# Start of RECORDS FOR THIS TASK

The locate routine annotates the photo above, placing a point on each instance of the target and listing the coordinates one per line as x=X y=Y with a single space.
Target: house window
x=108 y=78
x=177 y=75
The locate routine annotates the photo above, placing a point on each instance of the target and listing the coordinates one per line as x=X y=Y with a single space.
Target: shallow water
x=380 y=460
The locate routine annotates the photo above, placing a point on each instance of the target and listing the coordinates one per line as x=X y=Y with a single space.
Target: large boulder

# End of RECORDS FOR THIS TASK
# Start of RECORDS FOR THIS TASK

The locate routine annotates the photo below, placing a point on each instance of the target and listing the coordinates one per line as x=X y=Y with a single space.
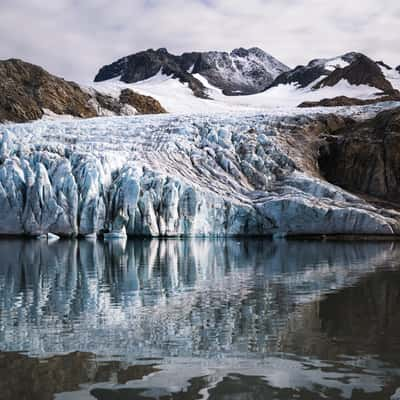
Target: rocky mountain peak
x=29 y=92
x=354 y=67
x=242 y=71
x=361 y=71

# End of RECORDS FOR THIS TASK
# Start of RECORDS FOR THIS TASK

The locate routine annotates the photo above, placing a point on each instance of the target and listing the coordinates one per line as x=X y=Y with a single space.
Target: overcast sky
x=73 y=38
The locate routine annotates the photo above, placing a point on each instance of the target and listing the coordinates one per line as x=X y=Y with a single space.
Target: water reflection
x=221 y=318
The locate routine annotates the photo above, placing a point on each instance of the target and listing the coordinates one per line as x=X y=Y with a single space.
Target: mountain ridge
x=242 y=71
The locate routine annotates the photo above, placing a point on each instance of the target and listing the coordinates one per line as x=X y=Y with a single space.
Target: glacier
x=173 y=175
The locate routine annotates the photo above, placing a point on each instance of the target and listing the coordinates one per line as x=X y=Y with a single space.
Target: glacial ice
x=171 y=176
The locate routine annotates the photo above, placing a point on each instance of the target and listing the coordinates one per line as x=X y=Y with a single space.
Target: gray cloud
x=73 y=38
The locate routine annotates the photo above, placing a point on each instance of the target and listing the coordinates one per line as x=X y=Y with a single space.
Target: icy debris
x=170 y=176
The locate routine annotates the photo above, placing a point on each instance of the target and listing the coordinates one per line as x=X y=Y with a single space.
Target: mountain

# End of RECORDS FOR THIS TASK

Which lines in the records above contain the string "water"? Copy each one in full, treating uppercase and lowercase as different.

Target: shallow water
Target: water reflection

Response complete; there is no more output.